**Brano da leggere**
————————

Quanto alla decisione del giudice di primo grado di definire la sentenza in forma semplificata, è noto che l’esigenza e l’opportunità della sollecita decisione nel merito di una causa è rimessa dal legislatore al prudente apprezzamento del giudice e non alla volontà delle parti, che devono essere avvertite sul punto (come risulta essere stato fatto dalla annotazione, a pag. 2 della sentenza, “sentite le stesse parti ai sensi dell’art. 60 c.p.a.”); questo indirizzo è coerente con l’imperativo costituzionale della ragionevole durata del processo, a sua volta discendente dal principio generale del giusto processo ex art. 111 Cost. alla cui realizzazione le parti e il giudice sono tenute a collaborare ai sensi dell’art. 2, comma 2, c.p.a. (Cons. St., sez. V, 23 ottobre 2014, n. 5248). Pertanto, anche la presenza di una situazione manifesta in relazione alla ricevibilità, procedibilità, ammissibilità, fondatezza o infondatezza del ricorso, che giustifica la decisione del giudice di definire la causa con sentenza in forma semplificata, è rimessa esclusivamente al giudice, con la conseguenza che la sua scelta deve intendersi quale espressione di una valutazione di opportunità insindacabile (Cons. St., sez. V, 27 giugno 2012, n. 3777).
L’appellante afferma che avrebbe comunicato al Collegio di primo grado l’intenzione di proporre motivi aggiunti.
Rileva il Collegio che di tale intenzione non vi è traccia alcuna nel ricorso depositato dinanzi al Tar, nel quale anzi, pur richiamando più volte il diniego di accesso opposto dalla Questura, non si fa riserva di proporre motivi aggiunti una volta che il Tar avesse ordinato l’esibizione, essendo l’atto introduttivo del giudizio essenzialmente volto ad affermare la completa estraneità ai fatti del -OMISSIS- (e degli altri due ricorrenti) e a chiedere la nullità del Daspo per violazione del diritto di difesa, con la conseguenza che una volta superata, da parte dei giudicanti, tale censura (richiamando i limiti all’accesso di documenti inerenti l’ordine pubblico) non avrebbe avuto più ragione il rinvio della causa.

————————

**Da svolgere**
**a)** Riporta dal brano sulla sentenza in forma semplificata il passo compreso tra "Rileva il Collegio" e "rinvio della causa.", estremi inclusi.
**b)** Rispondi alle seguenti domande sul brano sulla sentenza in forma semplificata:
(i) Quale articolo del c.p.a. è richiamato nell'annotazione a pag. 2 della sentenza?
(ii) Chi aveva opposto il diniego di accesso più volte richiamato nel ricorso?
(iii) Che cosa afferma l'appellante di aver comunicato al Collegio di primo grado?

————————

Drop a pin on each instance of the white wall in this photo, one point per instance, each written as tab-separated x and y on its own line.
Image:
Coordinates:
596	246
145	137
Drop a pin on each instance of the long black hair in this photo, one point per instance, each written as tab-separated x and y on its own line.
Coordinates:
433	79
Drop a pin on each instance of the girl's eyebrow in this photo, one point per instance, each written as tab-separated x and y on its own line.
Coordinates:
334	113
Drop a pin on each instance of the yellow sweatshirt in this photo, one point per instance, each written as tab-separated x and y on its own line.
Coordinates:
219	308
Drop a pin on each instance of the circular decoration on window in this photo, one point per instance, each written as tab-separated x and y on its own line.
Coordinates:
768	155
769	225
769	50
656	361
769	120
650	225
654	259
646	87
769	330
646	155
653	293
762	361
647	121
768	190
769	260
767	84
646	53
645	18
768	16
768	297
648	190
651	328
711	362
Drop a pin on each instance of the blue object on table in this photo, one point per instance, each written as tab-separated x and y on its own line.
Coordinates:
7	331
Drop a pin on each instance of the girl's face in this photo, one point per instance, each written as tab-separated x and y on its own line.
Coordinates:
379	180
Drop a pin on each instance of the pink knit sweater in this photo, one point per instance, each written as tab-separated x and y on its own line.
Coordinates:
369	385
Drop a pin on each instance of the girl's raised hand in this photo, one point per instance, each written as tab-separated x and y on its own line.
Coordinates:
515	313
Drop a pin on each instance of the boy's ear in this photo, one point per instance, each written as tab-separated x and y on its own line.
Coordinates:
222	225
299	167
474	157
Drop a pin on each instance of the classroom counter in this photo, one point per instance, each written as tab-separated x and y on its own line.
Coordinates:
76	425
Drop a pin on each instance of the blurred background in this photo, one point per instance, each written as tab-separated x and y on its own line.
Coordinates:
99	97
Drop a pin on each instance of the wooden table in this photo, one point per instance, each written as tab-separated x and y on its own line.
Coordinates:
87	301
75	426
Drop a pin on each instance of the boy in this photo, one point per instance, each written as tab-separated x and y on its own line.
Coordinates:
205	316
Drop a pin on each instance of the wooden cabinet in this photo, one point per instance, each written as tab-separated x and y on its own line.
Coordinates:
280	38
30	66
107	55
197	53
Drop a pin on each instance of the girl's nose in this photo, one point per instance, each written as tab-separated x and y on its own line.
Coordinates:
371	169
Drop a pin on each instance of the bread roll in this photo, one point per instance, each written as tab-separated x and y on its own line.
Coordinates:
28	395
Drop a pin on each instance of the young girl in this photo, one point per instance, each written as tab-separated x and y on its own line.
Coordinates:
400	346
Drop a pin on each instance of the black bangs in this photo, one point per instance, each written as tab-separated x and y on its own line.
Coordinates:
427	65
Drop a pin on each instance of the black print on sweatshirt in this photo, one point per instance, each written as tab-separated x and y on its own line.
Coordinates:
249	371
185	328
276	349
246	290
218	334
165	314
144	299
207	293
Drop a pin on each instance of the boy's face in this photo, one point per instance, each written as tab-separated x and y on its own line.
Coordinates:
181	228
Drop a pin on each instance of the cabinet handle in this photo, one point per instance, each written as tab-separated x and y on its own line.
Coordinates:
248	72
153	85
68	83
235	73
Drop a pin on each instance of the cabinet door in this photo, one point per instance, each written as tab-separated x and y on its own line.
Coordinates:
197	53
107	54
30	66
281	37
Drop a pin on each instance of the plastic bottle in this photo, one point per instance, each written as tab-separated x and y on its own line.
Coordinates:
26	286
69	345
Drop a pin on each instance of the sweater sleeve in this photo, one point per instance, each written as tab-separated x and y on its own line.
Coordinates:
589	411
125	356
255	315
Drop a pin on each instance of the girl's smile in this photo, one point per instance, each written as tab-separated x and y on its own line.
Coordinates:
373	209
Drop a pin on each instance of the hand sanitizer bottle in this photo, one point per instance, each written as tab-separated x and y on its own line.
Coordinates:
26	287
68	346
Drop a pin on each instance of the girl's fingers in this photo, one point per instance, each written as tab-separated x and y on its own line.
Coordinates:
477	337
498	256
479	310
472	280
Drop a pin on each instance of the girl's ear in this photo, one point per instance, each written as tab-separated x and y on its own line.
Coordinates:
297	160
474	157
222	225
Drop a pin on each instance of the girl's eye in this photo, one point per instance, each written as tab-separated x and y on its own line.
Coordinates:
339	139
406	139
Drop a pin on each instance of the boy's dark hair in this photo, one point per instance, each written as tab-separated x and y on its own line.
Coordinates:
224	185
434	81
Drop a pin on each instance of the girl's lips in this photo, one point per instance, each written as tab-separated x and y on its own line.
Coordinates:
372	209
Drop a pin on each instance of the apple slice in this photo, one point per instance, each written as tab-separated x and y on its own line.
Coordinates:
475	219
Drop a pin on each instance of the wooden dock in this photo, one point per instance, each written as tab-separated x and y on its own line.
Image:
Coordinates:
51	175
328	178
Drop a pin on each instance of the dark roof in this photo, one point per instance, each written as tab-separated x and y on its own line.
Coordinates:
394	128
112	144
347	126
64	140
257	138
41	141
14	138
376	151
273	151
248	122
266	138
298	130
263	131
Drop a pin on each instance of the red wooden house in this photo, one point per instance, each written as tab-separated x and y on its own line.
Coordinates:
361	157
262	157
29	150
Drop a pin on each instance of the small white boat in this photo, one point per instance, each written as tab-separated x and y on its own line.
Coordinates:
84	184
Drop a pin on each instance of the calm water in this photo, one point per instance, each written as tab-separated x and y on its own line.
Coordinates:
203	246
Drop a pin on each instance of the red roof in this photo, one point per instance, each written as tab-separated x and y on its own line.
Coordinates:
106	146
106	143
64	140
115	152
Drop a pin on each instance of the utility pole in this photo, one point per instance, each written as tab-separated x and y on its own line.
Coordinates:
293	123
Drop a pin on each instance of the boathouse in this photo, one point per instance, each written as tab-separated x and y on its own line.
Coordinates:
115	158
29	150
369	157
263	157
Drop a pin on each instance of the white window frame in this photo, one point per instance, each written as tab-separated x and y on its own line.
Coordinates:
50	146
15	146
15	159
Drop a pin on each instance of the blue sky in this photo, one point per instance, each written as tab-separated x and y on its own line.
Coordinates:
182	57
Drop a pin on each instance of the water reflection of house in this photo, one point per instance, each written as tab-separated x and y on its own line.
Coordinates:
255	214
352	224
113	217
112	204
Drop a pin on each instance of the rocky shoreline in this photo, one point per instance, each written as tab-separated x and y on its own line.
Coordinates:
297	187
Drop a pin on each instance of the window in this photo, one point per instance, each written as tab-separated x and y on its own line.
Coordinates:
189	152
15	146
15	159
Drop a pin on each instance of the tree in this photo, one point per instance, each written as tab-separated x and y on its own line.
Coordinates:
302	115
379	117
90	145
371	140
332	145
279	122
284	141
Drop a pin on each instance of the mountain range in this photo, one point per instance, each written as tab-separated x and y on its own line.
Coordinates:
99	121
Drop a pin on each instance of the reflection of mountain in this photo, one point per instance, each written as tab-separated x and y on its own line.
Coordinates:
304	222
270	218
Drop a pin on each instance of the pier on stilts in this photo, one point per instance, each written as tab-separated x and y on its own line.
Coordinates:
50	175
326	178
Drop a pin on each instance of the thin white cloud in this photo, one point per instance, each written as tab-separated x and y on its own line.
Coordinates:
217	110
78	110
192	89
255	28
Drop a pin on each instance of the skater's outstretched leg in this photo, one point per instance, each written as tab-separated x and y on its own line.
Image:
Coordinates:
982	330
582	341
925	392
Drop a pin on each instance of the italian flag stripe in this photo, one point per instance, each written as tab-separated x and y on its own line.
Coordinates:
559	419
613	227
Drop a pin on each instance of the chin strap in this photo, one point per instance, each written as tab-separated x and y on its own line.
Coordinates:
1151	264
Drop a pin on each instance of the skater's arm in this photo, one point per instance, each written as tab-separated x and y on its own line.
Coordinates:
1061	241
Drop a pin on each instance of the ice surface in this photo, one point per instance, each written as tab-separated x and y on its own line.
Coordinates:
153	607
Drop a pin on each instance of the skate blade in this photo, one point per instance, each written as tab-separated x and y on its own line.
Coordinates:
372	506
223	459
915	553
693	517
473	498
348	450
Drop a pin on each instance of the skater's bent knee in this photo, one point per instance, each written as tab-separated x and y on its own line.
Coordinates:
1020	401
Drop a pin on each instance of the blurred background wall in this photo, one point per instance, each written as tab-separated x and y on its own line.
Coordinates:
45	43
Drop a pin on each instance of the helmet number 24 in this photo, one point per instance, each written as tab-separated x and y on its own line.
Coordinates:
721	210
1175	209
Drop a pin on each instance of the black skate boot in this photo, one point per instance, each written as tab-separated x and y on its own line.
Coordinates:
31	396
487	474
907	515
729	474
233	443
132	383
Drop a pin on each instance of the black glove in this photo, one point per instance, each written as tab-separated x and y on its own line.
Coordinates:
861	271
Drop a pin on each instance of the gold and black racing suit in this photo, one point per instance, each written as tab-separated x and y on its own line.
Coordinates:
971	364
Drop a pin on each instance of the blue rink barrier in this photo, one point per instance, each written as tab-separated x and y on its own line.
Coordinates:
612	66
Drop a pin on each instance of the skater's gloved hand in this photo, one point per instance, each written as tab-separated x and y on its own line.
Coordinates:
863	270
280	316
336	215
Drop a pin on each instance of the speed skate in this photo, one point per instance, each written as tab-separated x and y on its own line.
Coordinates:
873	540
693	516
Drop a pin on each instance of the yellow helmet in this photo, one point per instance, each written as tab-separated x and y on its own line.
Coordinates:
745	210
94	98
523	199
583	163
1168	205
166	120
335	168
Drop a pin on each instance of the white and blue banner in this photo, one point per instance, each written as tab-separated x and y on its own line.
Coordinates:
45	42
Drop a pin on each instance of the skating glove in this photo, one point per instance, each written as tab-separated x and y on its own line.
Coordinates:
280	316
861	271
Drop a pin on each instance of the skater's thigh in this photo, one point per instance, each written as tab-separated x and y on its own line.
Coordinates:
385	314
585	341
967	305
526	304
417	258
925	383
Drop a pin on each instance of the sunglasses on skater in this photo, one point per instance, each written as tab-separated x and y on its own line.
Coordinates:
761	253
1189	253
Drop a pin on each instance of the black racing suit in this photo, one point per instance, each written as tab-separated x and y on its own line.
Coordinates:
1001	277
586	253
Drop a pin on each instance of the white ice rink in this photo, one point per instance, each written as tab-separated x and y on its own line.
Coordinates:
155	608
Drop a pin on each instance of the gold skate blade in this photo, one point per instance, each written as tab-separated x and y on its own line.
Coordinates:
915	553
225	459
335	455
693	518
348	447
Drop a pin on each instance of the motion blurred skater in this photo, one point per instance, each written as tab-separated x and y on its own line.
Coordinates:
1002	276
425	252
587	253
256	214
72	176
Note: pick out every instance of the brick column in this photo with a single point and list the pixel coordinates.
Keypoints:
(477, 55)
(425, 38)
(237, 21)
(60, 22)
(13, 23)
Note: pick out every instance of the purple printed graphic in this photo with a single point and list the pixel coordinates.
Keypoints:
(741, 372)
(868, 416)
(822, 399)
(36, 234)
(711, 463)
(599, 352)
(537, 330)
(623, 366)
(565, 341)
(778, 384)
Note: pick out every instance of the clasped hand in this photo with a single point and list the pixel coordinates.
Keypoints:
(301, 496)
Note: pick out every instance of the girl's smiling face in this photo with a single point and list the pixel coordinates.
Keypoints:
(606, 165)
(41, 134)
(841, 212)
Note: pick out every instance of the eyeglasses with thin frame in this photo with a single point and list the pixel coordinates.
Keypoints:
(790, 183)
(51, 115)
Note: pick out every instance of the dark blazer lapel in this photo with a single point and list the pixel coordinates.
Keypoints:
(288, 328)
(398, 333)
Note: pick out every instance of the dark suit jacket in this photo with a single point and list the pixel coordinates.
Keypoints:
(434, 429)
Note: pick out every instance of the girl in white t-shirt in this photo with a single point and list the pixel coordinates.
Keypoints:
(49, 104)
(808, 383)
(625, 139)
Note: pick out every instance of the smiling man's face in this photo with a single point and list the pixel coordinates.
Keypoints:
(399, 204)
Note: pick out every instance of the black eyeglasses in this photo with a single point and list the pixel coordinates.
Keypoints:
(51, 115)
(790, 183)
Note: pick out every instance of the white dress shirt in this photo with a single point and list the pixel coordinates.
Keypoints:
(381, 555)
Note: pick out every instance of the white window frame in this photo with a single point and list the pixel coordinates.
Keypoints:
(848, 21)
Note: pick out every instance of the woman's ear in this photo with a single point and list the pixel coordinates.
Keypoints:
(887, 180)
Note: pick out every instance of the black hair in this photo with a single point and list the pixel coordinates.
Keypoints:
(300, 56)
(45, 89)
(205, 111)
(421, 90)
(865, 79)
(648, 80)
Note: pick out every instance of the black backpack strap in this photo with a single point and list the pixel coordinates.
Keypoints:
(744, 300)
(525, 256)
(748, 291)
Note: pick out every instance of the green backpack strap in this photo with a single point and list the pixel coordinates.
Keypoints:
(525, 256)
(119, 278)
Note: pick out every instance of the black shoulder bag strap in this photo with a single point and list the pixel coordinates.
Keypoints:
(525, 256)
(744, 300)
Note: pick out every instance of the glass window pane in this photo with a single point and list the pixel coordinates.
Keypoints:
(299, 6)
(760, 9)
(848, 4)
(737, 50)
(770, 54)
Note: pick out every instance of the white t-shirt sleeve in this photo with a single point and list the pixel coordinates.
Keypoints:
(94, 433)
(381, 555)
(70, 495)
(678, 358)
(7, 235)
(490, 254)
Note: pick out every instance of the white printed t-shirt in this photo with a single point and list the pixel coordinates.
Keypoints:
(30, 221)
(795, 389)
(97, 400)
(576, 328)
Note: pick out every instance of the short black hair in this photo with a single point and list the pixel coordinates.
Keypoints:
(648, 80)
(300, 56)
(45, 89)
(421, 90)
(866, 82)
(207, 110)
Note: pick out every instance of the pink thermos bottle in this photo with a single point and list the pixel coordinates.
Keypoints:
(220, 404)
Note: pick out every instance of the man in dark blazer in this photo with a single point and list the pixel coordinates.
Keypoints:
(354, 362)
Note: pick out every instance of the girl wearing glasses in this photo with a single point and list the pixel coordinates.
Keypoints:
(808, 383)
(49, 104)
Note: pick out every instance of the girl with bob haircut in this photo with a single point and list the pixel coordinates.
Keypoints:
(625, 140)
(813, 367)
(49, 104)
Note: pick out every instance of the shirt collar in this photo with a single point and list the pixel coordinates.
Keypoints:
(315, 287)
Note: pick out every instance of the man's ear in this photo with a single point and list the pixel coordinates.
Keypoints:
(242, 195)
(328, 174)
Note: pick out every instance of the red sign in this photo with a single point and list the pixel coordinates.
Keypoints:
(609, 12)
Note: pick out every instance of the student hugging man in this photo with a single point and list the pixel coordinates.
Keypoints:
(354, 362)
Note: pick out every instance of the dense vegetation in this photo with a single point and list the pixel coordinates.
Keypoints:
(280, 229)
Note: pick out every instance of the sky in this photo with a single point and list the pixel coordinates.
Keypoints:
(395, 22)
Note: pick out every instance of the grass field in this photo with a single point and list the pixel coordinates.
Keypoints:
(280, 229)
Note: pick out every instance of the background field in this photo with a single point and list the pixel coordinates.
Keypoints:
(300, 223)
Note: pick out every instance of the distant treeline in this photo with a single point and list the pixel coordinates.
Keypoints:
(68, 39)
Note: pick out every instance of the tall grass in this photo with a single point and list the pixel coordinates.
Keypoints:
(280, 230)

————————

**Le soluzioni**
**a)**
Rileva il Collegio che di tale intenzione non vi è traccia alcuna nel ricorso depositato dinanzi al Tar, nel quale anzi, pur richiamando più volte il diniego di accesso opposto dalla Questura, non si fa riserva di proporre motivi aggiunti una volta che il Tar avesse ordinato l’esibizione, essendo l’atto introduttivo del giudizio essenzialmente volto ad affermare la completa estraneità ai fatti del -OMISSIS- (e degli altri due ricorrenti) e a chiedere la nullità del Daspo per violazione del diritto di difesa, con la conseguenza che una volta superata, da parte dei giudicanti, tale censura (richiamando i limiti all’accesso di documenti inerenti l’ordine pubblico) non avrebbe avuto più ragione il rinvio della causa.

**b)**
(i) L'art. 60 c.p.a.
(ii) La Questura.
(iii) L'intenzione di proporre motivi aggiunti.